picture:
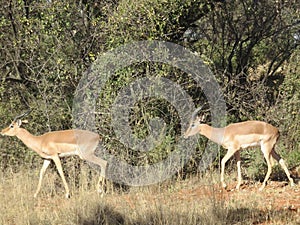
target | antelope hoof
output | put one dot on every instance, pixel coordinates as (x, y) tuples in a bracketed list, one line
[(224, 185), (261, 188)]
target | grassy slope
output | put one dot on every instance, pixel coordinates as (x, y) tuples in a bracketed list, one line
[(193, 201)]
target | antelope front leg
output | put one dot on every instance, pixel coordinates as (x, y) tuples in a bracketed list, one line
[(229, 153), (238, 163), (61, 173), (42, 172)]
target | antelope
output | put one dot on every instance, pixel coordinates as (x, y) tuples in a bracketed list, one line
[(56, 144), (238, 136)]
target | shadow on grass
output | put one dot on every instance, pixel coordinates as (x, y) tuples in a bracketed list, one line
[(103, 215), (162, 215)]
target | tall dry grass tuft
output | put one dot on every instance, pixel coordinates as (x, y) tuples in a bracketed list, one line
[(189, 202)]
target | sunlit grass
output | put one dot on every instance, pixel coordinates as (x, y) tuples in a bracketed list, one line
[(196, 200)]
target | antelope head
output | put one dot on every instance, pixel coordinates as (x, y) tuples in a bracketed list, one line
[(12, 129)]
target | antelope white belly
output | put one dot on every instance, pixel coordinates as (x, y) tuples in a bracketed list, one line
[(248, 145)]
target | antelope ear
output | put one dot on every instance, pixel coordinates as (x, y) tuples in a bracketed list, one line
[(19, 123), (202, 118), (24, 121)]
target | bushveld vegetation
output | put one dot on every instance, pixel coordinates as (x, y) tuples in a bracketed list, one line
[(252, 48)]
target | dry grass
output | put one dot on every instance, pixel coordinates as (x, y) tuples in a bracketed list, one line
[(193, 201)]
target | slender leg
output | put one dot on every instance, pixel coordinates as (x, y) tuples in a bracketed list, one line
[(283, 166), (228, 155), (42, 172), (238, 163), (267, 154), (61, 173)]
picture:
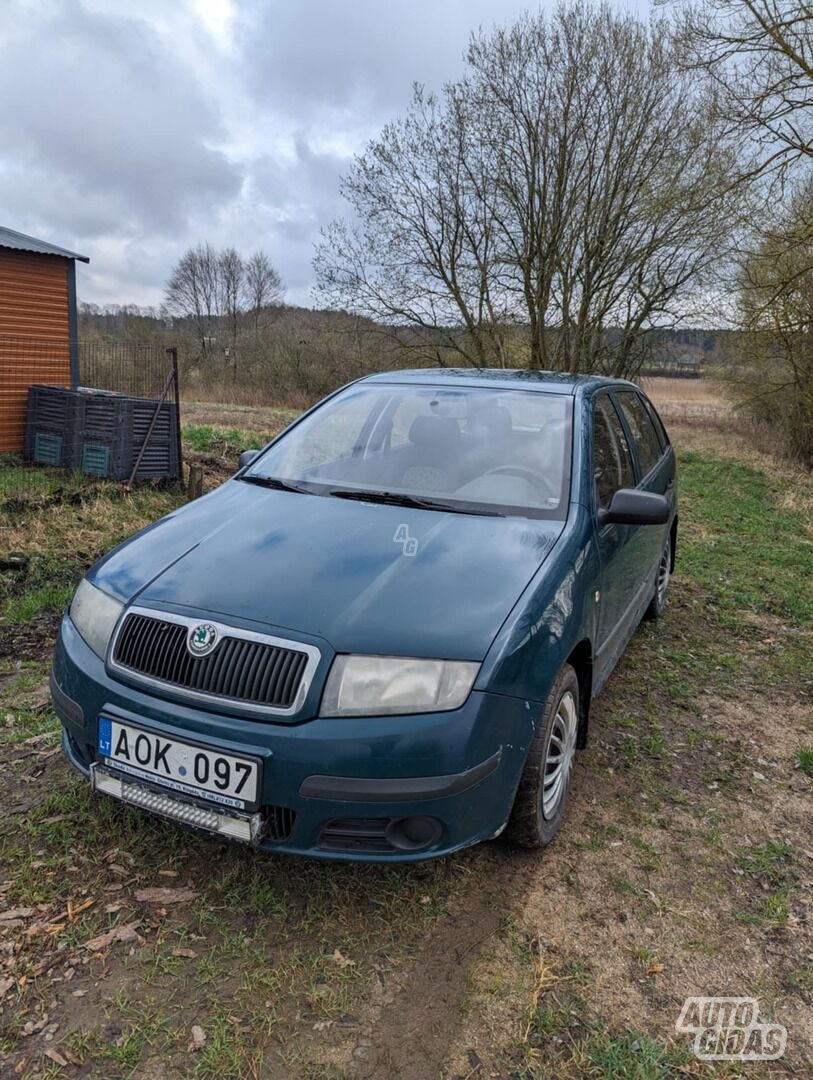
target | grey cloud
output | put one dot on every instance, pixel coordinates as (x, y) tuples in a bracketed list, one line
[(103, 110), (129, 133)]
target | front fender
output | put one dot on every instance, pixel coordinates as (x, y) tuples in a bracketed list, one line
[(554, 613)]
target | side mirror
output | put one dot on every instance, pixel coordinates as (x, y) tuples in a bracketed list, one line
[(246, 457), (631, 507)]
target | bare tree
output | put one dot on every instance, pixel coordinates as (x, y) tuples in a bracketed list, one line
[(231, 273), (564, 197), (194, 292), (261, 285), (773, 373), (760, 55), (215, 288)]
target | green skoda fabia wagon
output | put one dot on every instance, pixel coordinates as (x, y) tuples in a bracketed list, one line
[(380, 638)]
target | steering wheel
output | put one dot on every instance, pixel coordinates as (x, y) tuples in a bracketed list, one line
[(524, 473)]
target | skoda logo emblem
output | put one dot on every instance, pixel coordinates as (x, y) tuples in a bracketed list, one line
[(202, 639)]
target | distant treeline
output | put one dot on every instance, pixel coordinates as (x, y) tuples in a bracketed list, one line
[(299, 353)]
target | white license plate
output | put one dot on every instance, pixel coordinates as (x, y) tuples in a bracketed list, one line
[(217, 775)]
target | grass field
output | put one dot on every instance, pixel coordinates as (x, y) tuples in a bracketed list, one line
[(685, 866)]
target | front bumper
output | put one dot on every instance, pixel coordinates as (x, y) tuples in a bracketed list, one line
[(333, 787)]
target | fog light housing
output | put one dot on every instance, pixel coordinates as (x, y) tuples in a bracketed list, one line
[(414, 834)]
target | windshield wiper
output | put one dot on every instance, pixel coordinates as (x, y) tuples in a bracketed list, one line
[(274, 483), (402, 499)]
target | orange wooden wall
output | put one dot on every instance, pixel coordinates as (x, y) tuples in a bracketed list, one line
[(34, 311)]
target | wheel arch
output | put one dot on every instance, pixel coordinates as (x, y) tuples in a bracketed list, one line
[(581, 660)]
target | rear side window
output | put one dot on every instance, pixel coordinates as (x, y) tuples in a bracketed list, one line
[(612, 462), (644, 431), (656, 421)]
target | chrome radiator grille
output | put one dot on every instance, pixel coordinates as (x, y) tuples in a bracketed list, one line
[(243, 669)]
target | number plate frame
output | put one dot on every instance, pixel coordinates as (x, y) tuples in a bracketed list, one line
[(193, 790)]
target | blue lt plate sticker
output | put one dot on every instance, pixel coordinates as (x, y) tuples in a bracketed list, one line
[(106, 736)]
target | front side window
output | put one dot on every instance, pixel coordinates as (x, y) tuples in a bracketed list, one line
[(472, 449), (612, 462), (642, 430)]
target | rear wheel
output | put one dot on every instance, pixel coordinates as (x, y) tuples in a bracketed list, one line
[(662, 583), (541, 798)]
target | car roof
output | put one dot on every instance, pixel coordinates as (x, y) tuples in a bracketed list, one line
[(499, 378)]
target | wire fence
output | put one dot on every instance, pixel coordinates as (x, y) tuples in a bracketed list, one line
[(72, 410)]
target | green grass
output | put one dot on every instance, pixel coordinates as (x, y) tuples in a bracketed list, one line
[(751, 554), (46, 585), (209, 440), (771, 861)]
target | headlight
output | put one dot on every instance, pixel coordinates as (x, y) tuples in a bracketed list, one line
[(94, 613), (364, 686)]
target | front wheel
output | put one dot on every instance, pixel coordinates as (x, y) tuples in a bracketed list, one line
[(541, 798)]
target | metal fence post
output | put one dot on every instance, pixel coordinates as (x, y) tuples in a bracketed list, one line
[(174, 354)]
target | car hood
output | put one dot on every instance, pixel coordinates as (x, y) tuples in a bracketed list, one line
[(365, 577)]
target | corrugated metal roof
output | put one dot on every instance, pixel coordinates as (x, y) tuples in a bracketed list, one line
[(18, 241)]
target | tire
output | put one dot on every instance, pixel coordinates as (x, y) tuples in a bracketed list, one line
[(662, 583), (539, 811)]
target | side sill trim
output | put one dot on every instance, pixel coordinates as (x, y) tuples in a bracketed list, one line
[(65, 704), (365, 790)]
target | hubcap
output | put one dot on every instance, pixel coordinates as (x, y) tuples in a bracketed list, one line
[(663, 574), (560, 754)]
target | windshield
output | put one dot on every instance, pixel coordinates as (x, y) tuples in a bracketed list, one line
[(469, 449)]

○ ○ ○ ○

**Exercise goal:** Rewrite all of the records above as a JSON list of strings, one string per line, with blank lines dropped and the pictures left out.

**Solution for this task:**
[
  "picture:",
  "target | antelope hoof",
  "output | put one dot on every instance, pixel coordinates as (x, y) tuples in a bracketed list, one line",
  "[(224, 185), (261, 188)]",
  "target | grassy slope",
  "output | put one dot on every instance, pixel coordinates as (x, y) tuples in a bracketed list, one line",
  "[(193, 201)]",
  "target | antelope front leg",
  "output | put one dot on every instance, pixel coordinates as (x, y) tuples in a bracketed list, one line",
  "[(229, 153), (238, 163), (61, 173), (42, 172)]",
  "target | antelope",
  "output | put one dot on every instance, pixel coordinates as (x, y) tuples in a bracketed list, one line",
  "[(56, 144), (238, 136)]",
  "target | shadow on grass",
  "output | put one dot on every instance, pixel coordinates as (x, y) tuples in a bracketed list, one line",
  "[(103, 215), (162, 215)]",
  "target | tall dry grass tuft",
  "output | put one dot on every instance, pixel coordinates as (x, y) tuples in a bracketed list, one line",
  "[(189, 202)]",
  "target | sunlit grass",
  "output | put one dot on every instance, pixel coordinates as (x, y) tuples in a bracketed list, one line",
  "[(196, 200)]",
  "target | antelope head",
  "output | put one dot on every instance, pixel coordinates as (x, y) tuples in a bracketed list, one line",
  "[(12, 129)]",
  "target | antelope white belly",
  "output | put one dot on every instance, pixel coordinates as (x, y) tuples in a bracketed list, one line",
  "[(248, 145)]",
  "target | antelope ear",
  "output | put one dot on every instance, pixel coordinates as (x, y) tuples in a bracketed list, one line",
  "[(19, 123), (202, 118), (24, 121)]",
  "target | bushveld vegetation",
  "output | put one dot on every instance, pixel coordinates as (x, y) tuples in a bracketed list, one line",
  "[(252, 48)]",
  "target | dry grass",
  "output | put one dot on every instance, pixel coordinates as (x, y) tuples in a bracketed list, one line",
  "[(193, 201)]",
  "target | slender leg",
  "output | put one dot on every instance, pixel coordinates as (x, y) tuples in a bracketed list, one line",
  "[(283, 166), (228, 155), (42, 172), (238, 163), (267, 154), (61, 173)]",
  "picture:",
  "target | grey cloud",
  "output | put one dot on every instance, pixel coordinates as (x, y) tuples in a bracketed list, one line",
  "[(103, 110), (129, 133)]",
  "target | front fender",
  "output | put one dot on every instance, pixel coordinates as (x, y) tuples in a bracketed list, one line",
  "[(554, 613)]",
  "target | side mirror",
  "output | put one dot on every instance, pixel coordinates as (x, y) tuples in a bracketed list, one line",
  "[(246, 457), (631, 507)]",
  "target | bare tree",
  "output | put one dot on every instance, pixel coordinates as (x, y) tuples in a bracketed list, one line",
  "[(231, 273), (564, 197), (194, 292), (261, 285), (773, 373), (760, 55), (215, 288)]",
  "target | green skoda fabia wagon",
  "output | put one dot on every instance, pixel coordinates as (x, y) tuples in a bracketed list, one line",
  "[(380, 638)]",
  "target | steering wheel",
  "output | put one dot on every instance, pixel coordinates as (x, y) tuples in a bracketed list, one line",
  "[(524, 473)]",
  "target | skoda logo emblem",
  "output | put one dot on every instance, pixel coordinates as (x, y) tuples in a bracketed list, one line",
  "[(202, 639)]",
  "target | distant treeline",
  "output | put one dot on every instance, pixel coordinates as (x, y) tuples in a bracketed list, one line",
  "[(299, 353)]",
  "target | white license plate",
  "output | put one dot on every instance, pixel coordinates as (x, y) tuples in a bracketed list, one line",
  "[(217, 775)]",
  "target | grass field",
  "output | put one dot on every instance, pixel coordinates as (x, y) tuples in a bracketed list, one line",
  "[(685, 866)]",
  "target | front bumper",
  "output | put one dot on every instance, pixel coordinates as (x, y) tuples in a bracketed list, one line",
  "[(333, 787)]",
  "target | fog light housing",
  "output | put one dot on every instance, pixel coordinates as (x, y) tuples in a bracketed list, one line",
  "[(414, 834)]",
  "target | windshield wiper",
  "output | put one dot on every instance, pixel coordinates as (x, y) tuples in a bracketed list, one line",
  "[(274, 483), (402, 499)]",
  "target | orange wooden wall",
  "output | put one dot on every instance, pixel coordinates as (x, y) tuples in a bracketed list, one line",
  "[(34, 311)]",
  "target | wheel arch",
  "output | put one dot on every instance, pixel coordinates as (x, y) tuples in a bracketed list, one line",
  "[(581, 660)]",
  "target | rear side window",
  "output | put one dot on every instance, pixel coordinates as (x, y) tuples in a bracketed list, one line",
  "[(612, 462), (644, 431), (656, 421)]",
  "target | chrome radiator grille",
  "output | put one dot on every instance, pixel coordinates as (x, y) tuples in a bracketed list, one line",
  "[(243, 669)]",
  "target | number plate frame",
  "output | put one dot on every instance, pixel coordinates as (x, y) tuples in a bracketed list, one line",
  "[(193, 790)]",
  "target | blue lt plate sticker",
  "output | put one dot on every instance, pixel coordinates as (x, y) tuples in a bracketed list, one line",
  "[(106, 736)]",
  "target | front side window",
  "output | put one dot on every instance, pixel coordinates as (x, y) tuples in a bracketed list, one line",
  "[(472, 449), (612, 462), (642, 430)]",
  "target | rear wheel",
  "output | put one dot on every instance, pixel coordinates as (x, y) tuples in a bracketed list, one line",
  "[(662, 583), (541, 798)]",
  "target | car roof",
  "output | put one dot on every instance, pixel coordinates as (x, y) tuples in a bracketed list, one line",
  "[(499, 378)]",
  "target | wire fence",
  "output | put one dot on every instance, pixel coordinates as (x, y) tuples in a bracketed list, one line",
  "[(72, 410)]",
  "target | green grass",
  "output | put one dot on every instance, pixel coordinates as (x, y) tuples in a bracketed list, one line",
  "[(751, 554), (46, 585), (209, 440), (771, 861)]",
  "target | headlight",
  "output | put one dot on every instance, pixel coordinates as (x, y) tuples in a bracketed list, one line",
  "[(94, 613), (364, 686)]",
  "target | front wheel",
  "output | put one dot on every instance, pixel coordinates as (x, y) tuples in a bracketed list, one line",
  "[(541, 798)]",
  "target | metal fence post",
  "output | put one dot on every instance, pixel coordinates as (x, y) tuples in a bracketed list, one line",
  "[(174, 354)]",
  "target | car hood",
  "output | put one dot on every instance, pixel coordinates as (x, y) tuples in a bracketed list, one line",
  "[(365, 577)]",
  "target | corrugated metal roof",
  "output | put one dot on every instance, pixel coordinates as (x, y) tuples in a bracketed list, one line",
  "[(18, 241)]",
  "target | tire",
  "output | put one dot on every instance, pixel coordinates as (x, y) tuples in a bracketed list, one line",
  "[(662, 583), (539, 811)]",
  "target | side sill trim",
  "output | put one dot on every instance, pixel coordinates as (x, y) tuples in a bracketed list, one line",
  "[(65, 704), (365, 790)]",
  "target | hubcap",
  "output | put one dot on every instance, pixel coordinates as (x, y) tuples in a bracketed list, one line",
  "[(663, 574), (560, 754)]",
  "target | windshield",
  "output | put one dot on every instance, pixel coordinates as (x, y) tuples in a bracketed list, one line",
  "[(469, 449)]"
]